WORK TO COMPLETE:
Rewrite the rows starting at the line containing "Target — white dress shirt" and ending at the end of the rows, keeping the requests unchanged. Scale each point coordinate in the answers by 1.55 and round it to a whole number, with halves rounding up.

Collection entries:

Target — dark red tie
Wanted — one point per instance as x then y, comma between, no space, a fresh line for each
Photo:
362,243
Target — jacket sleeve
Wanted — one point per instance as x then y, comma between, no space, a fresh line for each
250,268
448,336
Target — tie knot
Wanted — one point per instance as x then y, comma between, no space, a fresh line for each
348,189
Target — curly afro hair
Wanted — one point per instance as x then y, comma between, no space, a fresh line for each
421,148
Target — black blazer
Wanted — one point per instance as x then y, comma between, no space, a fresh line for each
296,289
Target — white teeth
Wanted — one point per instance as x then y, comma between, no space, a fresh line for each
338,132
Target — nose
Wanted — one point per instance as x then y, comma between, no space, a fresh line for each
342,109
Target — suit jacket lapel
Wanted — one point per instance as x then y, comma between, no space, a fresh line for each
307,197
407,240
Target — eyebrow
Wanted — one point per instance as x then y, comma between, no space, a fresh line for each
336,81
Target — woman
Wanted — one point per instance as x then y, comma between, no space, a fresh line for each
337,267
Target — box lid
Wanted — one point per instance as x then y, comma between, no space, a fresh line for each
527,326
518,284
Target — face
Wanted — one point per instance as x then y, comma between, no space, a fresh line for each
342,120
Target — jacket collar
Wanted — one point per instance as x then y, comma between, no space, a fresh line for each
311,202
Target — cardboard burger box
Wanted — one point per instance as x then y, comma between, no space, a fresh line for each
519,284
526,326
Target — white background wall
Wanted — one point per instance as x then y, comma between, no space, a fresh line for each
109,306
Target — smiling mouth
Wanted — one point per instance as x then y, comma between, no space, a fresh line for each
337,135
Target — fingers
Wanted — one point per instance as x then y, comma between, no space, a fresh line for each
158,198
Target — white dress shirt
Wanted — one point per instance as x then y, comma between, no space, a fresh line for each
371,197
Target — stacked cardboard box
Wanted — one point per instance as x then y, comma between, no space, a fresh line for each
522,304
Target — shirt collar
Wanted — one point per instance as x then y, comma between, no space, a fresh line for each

EXERCISE OUTPUT:
Target — white dress shirt
Wanted — one point per instance as x then y, comma between, no space, a fresh line for each
575,305
Target — stacked cardboard box
Wanted — one point per instance as x then y, comma between, no space, a fresh line for each
809,471
Target — shirt collar
Wanted — one point per instance as x then y, comma between, no space, a fresh line for each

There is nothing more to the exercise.